Exercise goal >>
In the records below, find the line containing "Note to the class: locate the flagpole"; copy exactly that line and all lines after it to the end, and nothing else.

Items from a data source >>
########################################

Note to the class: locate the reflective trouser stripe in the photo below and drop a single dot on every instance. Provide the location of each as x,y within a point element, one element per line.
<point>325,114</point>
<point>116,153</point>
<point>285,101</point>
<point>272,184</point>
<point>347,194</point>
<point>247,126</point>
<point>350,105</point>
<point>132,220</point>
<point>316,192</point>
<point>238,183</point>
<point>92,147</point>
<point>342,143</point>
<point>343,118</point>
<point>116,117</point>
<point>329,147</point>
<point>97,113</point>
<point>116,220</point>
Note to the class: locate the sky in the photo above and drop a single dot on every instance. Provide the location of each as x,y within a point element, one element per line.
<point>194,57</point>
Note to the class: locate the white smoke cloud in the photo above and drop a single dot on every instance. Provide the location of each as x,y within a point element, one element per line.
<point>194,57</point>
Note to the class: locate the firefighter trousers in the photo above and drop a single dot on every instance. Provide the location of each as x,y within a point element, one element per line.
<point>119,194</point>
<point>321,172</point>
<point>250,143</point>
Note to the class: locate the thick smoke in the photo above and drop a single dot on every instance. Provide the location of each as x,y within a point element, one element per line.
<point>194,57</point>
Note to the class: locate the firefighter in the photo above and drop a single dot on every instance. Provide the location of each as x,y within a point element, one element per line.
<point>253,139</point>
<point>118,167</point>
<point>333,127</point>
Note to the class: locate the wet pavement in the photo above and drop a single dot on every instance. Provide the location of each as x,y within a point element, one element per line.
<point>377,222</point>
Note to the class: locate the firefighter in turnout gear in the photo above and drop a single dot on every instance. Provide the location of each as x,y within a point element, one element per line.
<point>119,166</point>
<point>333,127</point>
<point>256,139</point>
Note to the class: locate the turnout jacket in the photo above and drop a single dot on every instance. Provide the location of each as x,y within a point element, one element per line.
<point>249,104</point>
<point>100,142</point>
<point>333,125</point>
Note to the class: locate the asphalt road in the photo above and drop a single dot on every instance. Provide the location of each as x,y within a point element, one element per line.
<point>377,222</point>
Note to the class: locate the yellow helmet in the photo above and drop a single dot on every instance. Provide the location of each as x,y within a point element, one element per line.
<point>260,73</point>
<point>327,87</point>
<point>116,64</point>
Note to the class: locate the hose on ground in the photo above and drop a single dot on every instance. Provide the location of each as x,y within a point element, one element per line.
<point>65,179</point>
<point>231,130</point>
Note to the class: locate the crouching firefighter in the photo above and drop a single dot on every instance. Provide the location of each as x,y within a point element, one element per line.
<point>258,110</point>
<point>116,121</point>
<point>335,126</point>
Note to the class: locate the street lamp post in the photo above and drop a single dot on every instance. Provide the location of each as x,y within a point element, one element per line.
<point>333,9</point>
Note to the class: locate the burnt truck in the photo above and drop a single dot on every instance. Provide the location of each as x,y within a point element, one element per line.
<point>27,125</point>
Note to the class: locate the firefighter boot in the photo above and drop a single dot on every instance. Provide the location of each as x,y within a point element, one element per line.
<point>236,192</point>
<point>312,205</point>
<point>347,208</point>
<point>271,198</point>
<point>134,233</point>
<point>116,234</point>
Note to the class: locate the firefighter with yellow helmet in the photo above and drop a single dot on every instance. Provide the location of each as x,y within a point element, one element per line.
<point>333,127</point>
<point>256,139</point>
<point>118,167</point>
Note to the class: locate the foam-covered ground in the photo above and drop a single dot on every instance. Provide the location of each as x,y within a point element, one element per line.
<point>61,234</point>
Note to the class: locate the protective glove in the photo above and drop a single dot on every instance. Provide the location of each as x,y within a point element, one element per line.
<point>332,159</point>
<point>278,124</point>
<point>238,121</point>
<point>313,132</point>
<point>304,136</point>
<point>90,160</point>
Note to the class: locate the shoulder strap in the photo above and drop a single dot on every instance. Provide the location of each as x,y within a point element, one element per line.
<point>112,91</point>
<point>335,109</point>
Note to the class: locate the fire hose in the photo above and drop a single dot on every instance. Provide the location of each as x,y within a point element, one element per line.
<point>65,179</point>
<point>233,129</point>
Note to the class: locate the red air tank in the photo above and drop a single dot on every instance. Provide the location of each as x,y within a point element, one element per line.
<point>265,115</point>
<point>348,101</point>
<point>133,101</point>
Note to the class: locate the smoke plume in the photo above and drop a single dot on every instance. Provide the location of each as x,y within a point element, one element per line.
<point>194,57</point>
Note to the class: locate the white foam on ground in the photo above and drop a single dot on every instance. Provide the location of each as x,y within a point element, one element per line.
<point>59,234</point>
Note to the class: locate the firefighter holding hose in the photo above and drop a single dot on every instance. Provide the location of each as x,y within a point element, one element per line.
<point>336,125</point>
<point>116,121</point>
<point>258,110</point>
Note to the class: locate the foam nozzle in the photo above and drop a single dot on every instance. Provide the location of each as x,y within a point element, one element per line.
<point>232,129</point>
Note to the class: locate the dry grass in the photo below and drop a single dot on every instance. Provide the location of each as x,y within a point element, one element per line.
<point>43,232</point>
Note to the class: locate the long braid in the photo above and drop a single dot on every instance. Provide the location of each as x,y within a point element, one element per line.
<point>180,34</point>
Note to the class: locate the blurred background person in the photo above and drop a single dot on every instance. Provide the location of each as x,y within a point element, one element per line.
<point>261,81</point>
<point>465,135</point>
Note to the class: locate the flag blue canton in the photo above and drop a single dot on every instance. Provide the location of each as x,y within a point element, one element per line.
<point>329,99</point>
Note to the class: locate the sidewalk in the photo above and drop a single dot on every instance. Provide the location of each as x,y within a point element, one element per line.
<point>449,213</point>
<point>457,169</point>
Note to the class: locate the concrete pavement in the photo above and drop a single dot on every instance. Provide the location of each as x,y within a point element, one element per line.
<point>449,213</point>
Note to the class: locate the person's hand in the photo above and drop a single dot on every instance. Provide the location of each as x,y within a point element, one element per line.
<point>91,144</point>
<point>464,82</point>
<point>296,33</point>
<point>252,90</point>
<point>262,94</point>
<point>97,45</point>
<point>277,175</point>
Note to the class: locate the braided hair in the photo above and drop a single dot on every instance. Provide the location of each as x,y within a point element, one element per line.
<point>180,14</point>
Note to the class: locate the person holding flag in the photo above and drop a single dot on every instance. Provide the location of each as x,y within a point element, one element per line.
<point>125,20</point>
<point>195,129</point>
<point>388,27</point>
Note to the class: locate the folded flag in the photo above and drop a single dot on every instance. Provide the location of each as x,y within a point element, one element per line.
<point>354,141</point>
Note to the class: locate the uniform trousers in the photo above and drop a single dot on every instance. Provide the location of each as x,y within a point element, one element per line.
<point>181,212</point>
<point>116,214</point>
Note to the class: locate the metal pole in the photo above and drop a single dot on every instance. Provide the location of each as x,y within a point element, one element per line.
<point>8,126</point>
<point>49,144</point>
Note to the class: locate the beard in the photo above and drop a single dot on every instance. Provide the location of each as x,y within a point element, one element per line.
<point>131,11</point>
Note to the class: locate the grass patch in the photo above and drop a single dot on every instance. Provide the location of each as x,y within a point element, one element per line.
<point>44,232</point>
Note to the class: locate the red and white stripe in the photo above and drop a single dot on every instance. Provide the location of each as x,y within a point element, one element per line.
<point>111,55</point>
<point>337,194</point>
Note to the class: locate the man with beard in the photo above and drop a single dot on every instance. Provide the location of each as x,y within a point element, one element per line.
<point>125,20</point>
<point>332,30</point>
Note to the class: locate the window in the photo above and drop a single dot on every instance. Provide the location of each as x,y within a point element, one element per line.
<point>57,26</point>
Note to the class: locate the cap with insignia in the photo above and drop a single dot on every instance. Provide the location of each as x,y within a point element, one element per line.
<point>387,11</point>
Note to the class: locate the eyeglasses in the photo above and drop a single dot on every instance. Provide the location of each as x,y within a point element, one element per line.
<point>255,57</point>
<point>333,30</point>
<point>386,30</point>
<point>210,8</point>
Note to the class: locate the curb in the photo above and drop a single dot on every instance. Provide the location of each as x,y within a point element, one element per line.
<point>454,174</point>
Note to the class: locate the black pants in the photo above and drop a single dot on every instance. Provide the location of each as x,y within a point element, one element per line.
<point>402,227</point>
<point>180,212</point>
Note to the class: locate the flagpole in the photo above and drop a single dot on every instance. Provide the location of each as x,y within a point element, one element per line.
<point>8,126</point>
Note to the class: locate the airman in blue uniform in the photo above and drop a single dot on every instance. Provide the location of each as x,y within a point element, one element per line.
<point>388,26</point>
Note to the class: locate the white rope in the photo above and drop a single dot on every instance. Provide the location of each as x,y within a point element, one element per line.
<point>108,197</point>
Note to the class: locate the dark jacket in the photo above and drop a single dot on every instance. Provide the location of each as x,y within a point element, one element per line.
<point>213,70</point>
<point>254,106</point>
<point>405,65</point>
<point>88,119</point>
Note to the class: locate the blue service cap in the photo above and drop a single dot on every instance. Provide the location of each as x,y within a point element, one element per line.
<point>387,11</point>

########################################

Your solution >>
Note to the class: locate the flagpole in the photo above and drop a single dot on every instance. Provide the location of each as x,y within a point element, one element per line.
<point>8,126</point>
Note to the class: locate the airman in blue uniform in the photo above and drop a single dot on every instance. Provide the location of each as x,y within a point element, one element per line.
<point>388,26</point>
Note to the class: locate the white rope in the photo above and drop a single dot on every instance. Provide the location of each as x,y within a point element, one element per line.
<point>108,197</point>
Note to the class: locate the dark jacket in the photo above and drop a single dot on every instance. Provide the location of each as x,y within a point element, one element per line.
<point>213,70</point>
<point>254,106</point>
<point>405,65</point>
<point>88,119</point>
Note to the class: locate the blue service cap in the photo above and drop a single dot on every instance. Provide the location of each as x,y within a point element, one element per line.
<point>387,11</point>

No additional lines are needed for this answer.